To do –
A. In the network security text, how many layers of communications types does the ISO/OSI Reference Model define?
B. After the networking history and the introduction to TCP/IP and internetworking, what topics does the network security text say it will go on to consider? List every one.
C. Write the next part of the network security text, picking up after its final sentence about the telephone system's network of switches.

Article –
>> START

NETWORK SECURITY

Network security is a complicated subject, historically only tackled by well-trained and experienced experts. However, as more and more people become ``wired'', an increasing number of people need to understand the basics of security in a networked world. This document was written with the basic computer user and information systems manager in mind, explaining the concepts needed to read through the hype in the marketplace and understand risks and how to deal with them.

Some history of networking is included, as well as an introduction to TCP/IP and internetworking . We go on to consider risk management, network threats, firewalls, and more special-purpose secure networking devices.
This is not intended to be a ``frequently asked questions'' reference, nor is it a ``hands-on'' document describing how to accomplish specific functionality.
It is hoped that the reader will have a wider perspective on security in general, and better understand how to reduce and manage risk personally, at home, and in the workplace.

What is a Network?

A ``network'' has been defined[1] as ``any set of interlinking lines resembling a net, a network of roads || an interconnected system, a network of alliances.'' This definition suits our purpose well: a computer network is simply a system of interconnected computers. How they're connected is irrelevant, and as we'll soon see, there are a number of ways to do this.

The ISO/OSI Reference Model

The International Standards Organization (ISO) Open Systems Interconnect (OSI) Reference Model defines seven layers of communications types, and the interfaces among them. (See Figure 1.) Each layer depends on the services provided by the layer below it, all the way down to the physical network hardware, such as the computer's network interface card, and the wires that connect the cards together.

An easy way to look at this is to compare this model with something we use daily: the telephone. In order for you and I to talk when we're out of earshot, we need a device like a telephone. (In the ISO/OSI model, this is at the application layer.) The telephones, of course, are useless unless they have the ability to translate the sound into electronic pulses that can be transferred over wire and back again. (These functions are provided in layers below the application layer.) Finally, we get down to the physical connection: both must be plugged into an outlet that is connected to a switch that's part of the telephone system's network of switches.

>> END

Collected material –
>> START

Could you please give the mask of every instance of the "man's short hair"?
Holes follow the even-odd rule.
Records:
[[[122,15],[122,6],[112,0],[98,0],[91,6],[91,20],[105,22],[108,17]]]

>> END

Solved tasks –
A. Seven layers.

B. Risk management, network threats, firewalls, and more special-purpose secure networking devices.

C.
If I place a call to you, I pick up the receiver, and dial your number. This number specifies which central office to which to send my request, and then which phone from that central office to ring. Once you answer the phone, we begin talking, and our session has begun. Conceptually, computer networks function exactly the same way.
It isn't important for you to memorize the ISO/OSI Reference Model's layers; but it's useful to know that they exist, and that each layer cannot work without the services provided by the layer below it.

 Firewalls

As we've seen in our discussion of the Internet and similar networks, connecting an organization to the Internet provides a two-way flow of traffic. This is clearly undesirable in many organizations, as proprietary information is often displayed freely within a corporate intranet (that is, a TCP/IP network, modeled after the Internet that only works within the organization). In order to provide some level of separation between an organization's intranet and the Internet, firewalls have been employed. A firewall is simply a group of components that collectively form a barrier between two networks.

A number of terms specific to firewalls and networking are going to be used throughout this section, so let's introduce them all together.

Bastion host.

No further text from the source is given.